The request |
Format the records below as a JSON list of strings, one string per line, starting at the beginning of the records and ending at the line that contains "[[[0,311],[90,312],[113,306],[121,277],[106,230],[0,234]]]", with both ends included. Leave out blank lines and the pictures.

[Lines of data]
[start]
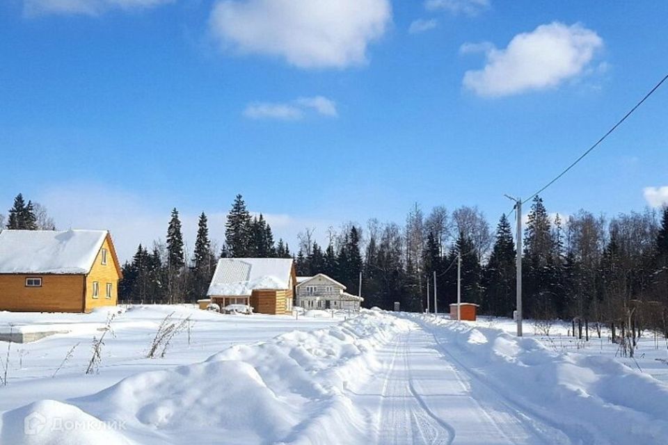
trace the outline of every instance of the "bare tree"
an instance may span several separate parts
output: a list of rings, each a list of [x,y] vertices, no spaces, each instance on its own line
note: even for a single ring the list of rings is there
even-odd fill
[[[439,253],[443,256],[452,240],[452,222],[447,209],[444,206],[437,206],[424,220],[425,231],[431,233],[438,243]]]
[[[315,232],[315,227],[306,227],[304,232],[300,232],[297,234],[297,239],[299,240],[299,250],[304,253],[307,258],[311,256],[311,249],[313,248],[313,233]]]

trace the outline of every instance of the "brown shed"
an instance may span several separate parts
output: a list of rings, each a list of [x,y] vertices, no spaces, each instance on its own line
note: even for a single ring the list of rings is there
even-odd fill
[[[460,316],[462,320],[475,321],[477,309],[479,306],[475,303],[461,303]],[[457,319],[457,303],[450,305],[450,319]]]
[[[0,311],[90,312],[113,306],[121,277],[106,230],[0,234]]]

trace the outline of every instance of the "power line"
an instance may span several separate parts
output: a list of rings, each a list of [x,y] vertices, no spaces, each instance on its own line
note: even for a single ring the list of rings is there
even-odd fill
[[[646,95],[645,95],[645,97],[643,97],[642,99],[639,102],[638,102],[637,104],[635,104],[635,106],[634,106],[633,108],[630,109],[630,111],[628,113],[627,113],[626,115],[624,115],[624,117],[622,118],[617,124],[614,124],[614,127],[613,127],[611,128],[610,130],[608,130],[608,131],[607,131],[607,133],[606,133],[605,134],[604,134],[604,135],[601,138],[601,139],[599,139],[598,140],[597,140],[597,141],[596,141],[596,143],[595,143],[594,145],[592,145],[591,147],[590,147],[589,148],[589,149],[587,149],[586,152],[584,152],[582,154],[582,156],[580,156],[579,158],[578,158],[577,159],[575,159],[575,161],[573,163],[571,163],[570,165],[568,165],[568,167],[566,167],[566,169],[565,169],[564,171],[562,171],[561,173],[559,173],[559,175],[557,175],[557,177],[555,177],[555,179],[553,179],[552,181],[550,181],[550,182],[548,182],[548,183],[547,184],[546,184],[542,188],[541,188],[541,189],[539,190],[537,192],[536,192],[535,193],[534,193],[533,195],[532,195],[531,196],[530,196],[528,198],[527,198],[526,200],[524,200],[524,202],[527,202],[528,201],[530,201],[531,200],[534,199],[534,197],[535,197],[537,195],[539,195],[539,194],[540,194],[540,193],[542,193],[548,187],[549,187],[550,186],[551,186],[551,185],[553,184],[554,183],[557,182],[557,181],[558,181],[558,180],[559,179],[559,178],[561,178],[562,176],[564,176],[564,175],[566,175],[566,172],[568,172],[568,171],[570,170],[571,168],[573,168],[573,167],[575,167],[575,165],[576,165],[578,162],[580,162],[580,161],[582,161],[582,159],[584,158],[584,156],[586,156],[587,154],[589,154],[590,152],[591,152],[591,151],[594,150],[594,149],[595,149],[596,147],[598,147],[598,145],[601,144],[601,143],[602,143],[608,136],[610,136],[610,134],[611,133],[612,133],[613,131],[614,131],[617,129],[617,127],[619,127],[619,125],[621,125],[621,124],[622,124],[622,122],[623,122],[625,120],[626,120],[626,119],[627,119],[629,116],[630,116],[630,115],[633,113],[633,112],[635,111],[636,109],[637,109],[638,107],[639,107],[641,105],[642,105],[642,103],[643,103],[643,102],[644,102],[646,100],[647,100],[647,99],[648,99],[650,96],[651,96],[653,94],[654,94],[654,92],[656,91],[656,90],[659,88],[659,87],[661,86],[661,84],[663,83],[664,82],[665,82],[667,79],[668,79],[668,74],[666,74],[666,76],[665,76],[663,79],[662,79],[661,81],[660,81],[658,83],[657,83],[657,84],[654,86],[654,88],[651,89],[651,90],[649,92],[648,92]]]

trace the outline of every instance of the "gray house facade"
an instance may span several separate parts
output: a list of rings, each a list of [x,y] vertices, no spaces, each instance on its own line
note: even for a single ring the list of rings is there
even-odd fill
[[[312,277],[297,277],[295,305],[304,309],[360,310],[364,299],[346,292],[346,286],[319,273]]]

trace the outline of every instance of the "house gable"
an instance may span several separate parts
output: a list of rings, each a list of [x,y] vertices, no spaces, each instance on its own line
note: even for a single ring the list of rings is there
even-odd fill
[[[86,276],[84,312],[118,304],[118,281],[122,277],[113,243],[111,237],[107,235]]]
[[[314,275],[302,281],[297,284],[296,287],[299,289],[304,289],[307,286],[333,286],[342,291],[346,290],[345,286],[324,273],[319,273],[317,275]]]

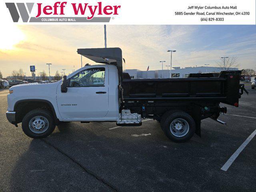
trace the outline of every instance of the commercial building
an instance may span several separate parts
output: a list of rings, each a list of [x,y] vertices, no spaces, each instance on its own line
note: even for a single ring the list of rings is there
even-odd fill
[[[238,68],[230,68],[230,70],[238,70]],[[214,67],[207,67],[207,72],[208,73],[220,72],[222,70],[221,68]],[[147,79],[158,78],[170,78],[170,70],[167,70],[141,71],[138,69],[126,69],[126,72],[128,73],[132,79]],[[180,67],[174,67],[172,70],[172,78],[186,78],[190,73],[202,73],[206,72],[206,67],[189,67],[180,68]]]

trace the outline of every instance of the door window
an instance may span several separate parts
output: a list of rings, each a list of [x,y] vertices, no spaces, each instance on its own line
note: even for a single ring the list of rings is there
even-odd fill
[[[104,86],[105,68],[90,68],[82,71],[70,78],[70,87]]]

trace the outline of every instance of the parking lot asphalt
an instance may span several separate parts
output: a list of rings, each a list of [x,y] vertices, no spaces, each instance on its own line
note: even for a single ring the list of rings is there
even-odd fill
[[[0,191],[255,191],[256,137],[220,169],[256,129],[256,90],[246,88],[239,108],[221,105],[227,125],[203,120],[202,137],[183,143],[153,120],[67,123],[32,139],[8,122],[8,89],[0,90]]]

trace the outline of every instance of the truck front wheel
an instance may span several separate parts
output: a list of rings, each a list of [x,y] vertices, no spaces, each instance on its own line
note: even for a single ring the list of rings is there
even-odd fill
[[[22,120],[22,128],[26,135],[36,139],[50,135],[55,128],[55,124],[50,111],[35,109],[25,116]]]
[[[162,129],[167,137],[175,142],[188,141],[195,133],[195,121],[185,112],[174,112],[162,120]]]

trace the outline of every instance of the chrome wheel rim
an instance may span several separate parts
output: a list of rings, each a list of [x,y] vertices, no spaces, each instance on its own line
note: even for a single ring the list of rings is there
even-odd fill
[[[185,136],[188,132],[189,125],[184,119],[176,119],[171,123],[170,129],[173,135],[176,137],[181,137]]]
[[[29,128],[35,133],[42,133],[49,127],[49,121],[43,116],[36,116],[29,121]]]

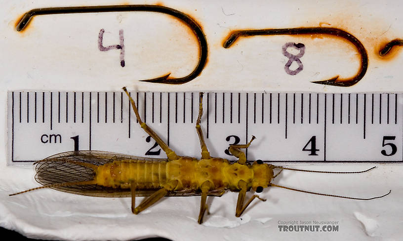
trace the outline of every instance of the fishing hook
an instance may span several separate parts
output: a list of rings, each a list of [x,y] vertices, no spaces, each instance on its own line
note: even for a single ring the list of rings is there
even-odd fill
[[[368,55],[364,46],[358,39],[351,34],[336,28],[309,27],[296,28],[291,29],[269,29],[255,30],[237,30],[233,32],[223,46],[228,48],[232,45],[237,39],[241,36],[254,36],[256,35],[298,35],[325,34],[341,37],[350,41],[357,48],[361,58],[360,70],[357,74],[352,78],[339,79],[338,76],[324,80],[313,81],[313,83],[347,87],[356,84],[363,79],[368,68]]]
[[[403,40],[394,40],[388,42],[385,45],[385,47],[379,50],[379,55],[384,56],[394,46],[403,46]]]
[[[202,27],[189,15],[167,7],[157,5],[111,5],[105,6],[73,6],[36,8],[26,12],[16,27],[17,31],[23,30],[31,19],[37,15],[58,14],[64,13],[87,13],[106,12],[148,11],[165,13],[182,20],[196,35],[199,44],[199,62],[193,71],[189,75],[180,78],[170,78],[170,73],[163,76],[140,81],[153,83],[178,84],[186,83],[197,77],[207,62],[207,40]]]

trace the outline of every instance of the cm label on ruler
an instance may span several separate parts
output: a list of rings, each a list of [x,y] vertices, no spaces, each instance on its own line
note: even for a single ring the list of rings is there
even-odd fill
[[[182,150],[181,155],[198,155],[199,143],[192,131],[197,93],[130,94],[144,121],[166,136],[170,147]],[[248,160],[403,161],[402,94],[211,92],[205,96],[202,125],[213,156],[233,160],[228,145],[254,135]],[[135,127],[134,113],[121,92],[12,91],[8,99],[9,163],[74,150],[165,157]]]

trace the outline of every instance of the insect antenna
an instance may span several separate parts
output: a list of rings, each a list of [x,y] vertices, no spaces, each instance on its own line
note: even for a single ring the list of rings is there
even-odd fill
[[[389,193],[388,193],[386,194],[385,194],[384,195],[380,196],[374,197],[373,198],[368,198],[368,199],[361,199],[361,198],[352,198],[352,197],[345,197],[345,196],[338,196],[338,195],[332,195],[331,194],[324,194],[324,193],[315,193],[315,192],[309,192],[308,191],[300,190],[299,189],[296,189],[295,188],[289,188],[288,187],[284,187],[283,186],[280,186],[280,185],[278,185],[275,184],[274,183],[271,183],[269,184],[269,186],[271,186],[272,187],[277,187],[278,188],[284,188],[285,189],[288,189],[289,190],[291,190],[291,191],[296,191],[296,192],[300,192],[301,193],[309,193],[309,194],[315,194],[316,195],[322,195],[322,196],[328,196],[328,197],[334,197],[335,198],[342,198],[342,199],[354,199],[354,200],[372,200],[372,199],[380,199],[381,198],[383,198],[384,197],[385,197],[385,196],[386,196],[387,195],[388,195],[389,194],[391,193],[391,192],[392,191],[392,190],[389,190]]]
[[[283,167],[282,166],[273,166],[273,167],[274,168],[279,168],[282,169],[282,170],[290,170],[291,171],[305,171],[307,172],[316,172],[318,173],[336,173],[336,174],[362,173],[363,172],[365,172],[370,171],[372,169],[374,169],[375,167],[376,167],[376,166],[373,166],[369,169],[367,169],[363,171],[315,171],[313,170],[304,170],[303,169],[289,168],[288,167]]]
[[[81,182],[65,182],[63,183],[55,183],[54,184],[49,184],[45,186],[42,186],[41,187],[39,187],[35,188],[32,188],[31,189],[28,189],[28,190],[20,192],[19,193],[10,194],[8,196],[12,196],[14,195],[17,195],[18,194],[27,193],[28,192],[31,192],[31,191],[37,190],[38,189],[42,189],[42,188],[57,188],[59,187],[66,187],[68,186],[74,186],[77,185],[93,185],[96,184],[96,181],[94,180],[91,180],[90,181],[84,181]]]

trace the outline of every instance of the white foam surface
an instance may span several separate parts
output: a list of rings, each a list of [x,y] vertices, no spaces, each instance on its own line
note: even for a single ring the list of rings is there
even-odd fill
[[[180,65],[183,63],[174,62],[179,67],[174,68],[167,65],[169,61],[153,60],[152,57],[156,53],[153,52],[149,54],[150,59],[143,59],[148,64],[142,65],[141,60],[132,57],[140,53],[129,51],[127,67],[121,70],[119,65],[114,65],[116,61],[113,58],[117,56],[115,54],[116,53],[107,53],[109,55],[107,60],[110,60],[110,63],[100,61],[105,57],[97,51],[96,42],[92,45],[83,43],[83,39],[94,38],[96,41],[101,28],[111,29],[111,34],[117,36],[118,32],[115,31],[122,27],[120,24],[127,30],[125,30],[127,41],[130,37],[134,39],[138,34],[134,31],[130,33],[128,29],[134,20],[141,21],[141,18],[133,17],[133,14],[96,14],[95,20],[89,20],[86,18],[88,15],[80,14],[75,16],[75,18],[62,15],[44,16],[36,18],[30,28],[22,34],[14,30],[16,20],[31,9],[120,4],[121,1],[43,0],[32,2],[20,0],[7,1],[2,4],[0,9],[0,30],[2,36],[0,38],[0,52],[2,53],[0,57],[0,113],[4,115],[0,118],[0,131],[2,131],[4,137],[0,139],[0,146],[2,147],[0,148],[0,226],[30,238],[77,241],[128,240],[154,237],[175,241],[401,240],[403,234],[401,228],[403,166],[399,164],[293,165],[294,168],[346,171],[364,170],[373,165],[377,168],[364,173],[352,174],[285,170],[273,182],[302,190],[358,198],[382,195],[390,190],[392,192],[384,198],[365,201],[270,188],[261,194],[267,201],[254,201],[240,218],[235,216],[238,194],[228,193],[221,198],[207,199],[210,214],[205,216],[204,222],[201,225],[197,222],[199,197],[165,198],[137,215],[131,213],[130,198],[91,197],[53,190],[38,190],[9,197],[10,194],[37,187],[39,184],[34,179],[33,166],[6,164],[7,146],[9,145],[6,138],[9,130],[6,129],[5,115],[7,91],[117,91],[127,85],[135,86],[140,91],[403,91],[401,80],[403,54],[398,54],[393,61],[387,62],[374,59],[371,55],[376,43],[391,40],[403,34],[401,3],[398,0],[387,2],[342,0],[337,3],[331,0],[320,2],[310,0],[303,3],[261,0],[253,3],[230,0],[164,1],[164,5],[193,16],[203,26],[208,41],[210,52],[206,68],[200,77],[181,85],[152,84],[136,80],[165,74],[170,71],[170,68],[173,68],[172,71],[176,76],[184,76],[192,70],[193,64],[182,69]],[[156,3],[148,0],[129,1],[128,3]],[[150,14],[141,16],[145,18],[144,19],[149,20],[143,20],[146,23],[142,22],[142,27],[137,26],[137,28],[132,29],[147,29],[147,21],[153,19]],[[164,23],[166,20],[162,18],[159,21]],[[55,25],[56,22],[59,24],[57,26]],[[327,52],[323,52],[320,47],[322,44],[325,43],[322,41],[324,41],[322,39],[315,40],[320,42],[318,44],[320,49],[316,53],[322,57],[315,59],[319,62],[304,62],[307,71],[301,73],[298,79],[301,81],[283,76],[281,75],[281,75],[271,70],[271,66],[276,64],[280,63],[279,66],[283,68],[287,59],[281,53],[279,56],[282,58],[280,61],[276,62],[273,58],[264,62],[263,59],[259,58],[261,53],[267,50],[259,48],[270,47],[266,39],[250,39],[253,46],[259,47],[257,51],[256,49],[244,46],[245,48],[242,49],[244,50],[238,49],[230,54],[230,49],[223,49],[221,45],[231,30],[319,26],[323,22],[348,29],[367,48],[370,65],[366,75],[359,84],[343,88],[313,84],[309,81],[328,77],[329,74],[339,74],[339,71],[342,72],[340,74],[348,77],[352,73],[354,75],[355,71],[355,69],[350,67],[352,65],[357,65],[355,56],[346,53],[351,51],[337,52],[335,50],[335,54],[346,59],[343,62],[336,58],[333,62],[325,62]],[[166,26],[171,24],[174,24],[170,23]],[[150,24],[152,26],[150,28],[161,30],[158,26]],[[148,41],[150,44],[158,44],[159,40],[156,40],[161,39],[158,39],[161,37],[159,36],[150,40],[147,36],[140,36],[141,40]],[[273,37],[273,41],[283,41],[277,38]],[[113,40],[110,41],[105,44],[117,43]],[[134,42],[130,44],[135,45]],[[66,46],[73,47],[67,48]],[[178,59],[180,57],[174,53],[182,51],[180,54],[184,54],[185,63],[193,63],[195,59],[192,56],[185,56],[187,52],[181,50],[181,47],[172,47],[169,50],[172,52],[168,51],[167,54],[175,56],[172,59]],[[192,49],[186,51],[191,51]],[[158,50],[156,51],[158,53]],[[242,57],[244,55],[247,57]],[[165,59],[161,58],[156,59]],[[264,59],[267,60],[267,58]],[[129,65],[130,61],[132,65]],[[149,64],[152,66],[149,67]],[[310,66],[314,67],[310,69]],[[344,71],[345,73],[343,72]],[[330,72],[331,73],[329,74]],[[397,133],[397,135],[400,134]],[[136,202],[139,203],[141,199],[138,198]],[[334,232],[280,232],[279,225],[293,221],[298,223],[300,221],[334,222],[337,222],[338,230]]]

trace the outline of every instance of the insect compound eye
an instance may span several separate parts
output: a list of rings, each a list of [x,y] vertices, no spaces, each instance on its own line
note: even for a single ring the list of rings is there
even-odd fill
[[[259,187],[256,188],[256,193],[261,193],[263,191],[263,187],[261,187],[261,186],[259,186]]]

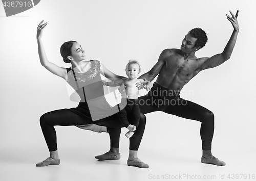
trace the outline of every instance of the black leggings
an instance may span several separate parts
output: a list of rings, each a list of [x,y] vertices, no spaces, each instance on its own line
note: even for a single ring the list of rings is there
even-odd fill
[[[202,123],[200,136],[204,150],[211,149],[214,132],[214,115],[208,109],[196,103],[180,98],[175,93],[163,88],[157,83],[148,93],[139,97],[140,112],[147,114],[154,111],[163,111]]]
[[[139,100],[128,98],[125,99],[127,102],[126,106],[117,113],[117,115],[124,127],[127,127],[131,124],[137,127],[140,121],[140,110],[138,104]]]
[[[110,137],[111,146],[119,147],[119,137],[121,128],[123,127],[117,116],[111,116],[109,120],[104,121],[104,119],[94,122],[97,125],[108,127],[108,132]],[[51,111],[42,115],[40,118],[40,125],[50,151],[57,149],[57,136],[54,126],[70,126],[83,125],[92,123],[90,119],[79,116],[69,109]],[[130,139],[130,149],[138,150],[142,138],[146,118],[141,115],[139,126],[134,135]]]

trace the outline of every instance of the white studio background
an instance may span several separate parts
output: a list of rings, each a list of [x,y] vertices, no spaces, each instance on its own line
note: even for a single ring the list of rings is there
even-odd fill
[[[125,76],[129,60],[138,60],[141,73],[145,73],[163,49],[179,48],[184,36],[194,28],[201,28],[208,35],[208,42],[197,53],[198,57],[221,53],[233,31],[226,14],[230,10],[235,14],[239,9],[240,31],[230,59],[200,73],[184,87],[181,96],[215,114],[212,152],[227,163],[223,169],[218,167],[216,173],[232,173],[233,170],[227,170],[232,165],[236,165],[234,173],[256,173],[252,171],[255,170],[252,163],[256,161],[255,5],[254,0],[42,0],[33,8],[9,17],[0,6],[0,163],[33,167],[46,158],[40,116],[77,105],[69,100],[65,81],[40,64],[36,33],[42,20],[48,22],[42,41],[49,61],[69,67],[62,61],[59,48],[65,41],[76,40],[88,59],[100,59],[110,70]],[[176,168],[173,172],[178,174],[187,168],[187,161],[191,165],[200,162],[199,122],[161,112],[146,117],[139,156],[151,166],[146,174],[154,173],[157,167],[162,172],[155,174],[167,172],[168,168],[162,168],[162,164]],[[56,127],[56,131],[61,157],[62,153],[94,159],[109,149],[106,133],[75,126]],[[129,149],[124,131],[123,128],[120,143],[124,163]],[[83,154],[77,156],[77,150]],[[184,156],[188,157],[181,161],[183,165],[178,168],[172,165]],[[10,180],[4,165],[0,165],[0,177],[2,174]],[[247,172],[239,172],[247,166],[250,168]]]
[end]
Reply to the exercise |
[
  "trace the outline of every instance of the \"bare tree\"",
  "an instance may span several separate parts",
  "output: a list of rings, each a list of [x,y] vertices, no spaces, each instance on its own line",
  "note: even for a single ring the list of rings is there",
  "even-odd fill",
  "[[[439,253],[443,256],[452,240],[452,222],[447,209],[444,206],[437,206],[424,220],[425,231],[431,233],[438,243]]]",
  "[[[315,232],[315,227],[306,227],[304,232],[300,232],[297,234],[297,239],[299,240],[299,250],[304,253],[307,258],[311,256],[311,249],[313,248],[313,233]]]",
  "trace the outline of every instance of the \"brown shed\"",
  "an instance may span several separate parts",
  "output: a list of rings, each a list of [x,y] vertices, no spaces, each instance on its own line",
  "note: even for a single ring the list of rings is there",
  "even-odd fill",
  "[[[460,316],[462,320],[475,321],[477,309],[479,306],[475,303],[461,303]],[[457,319],[457,303],[450,305],[450,319]]]",
  "[[[0,311],[90,312],[113,306],[121,277],[106,230],[0,234]]]"
]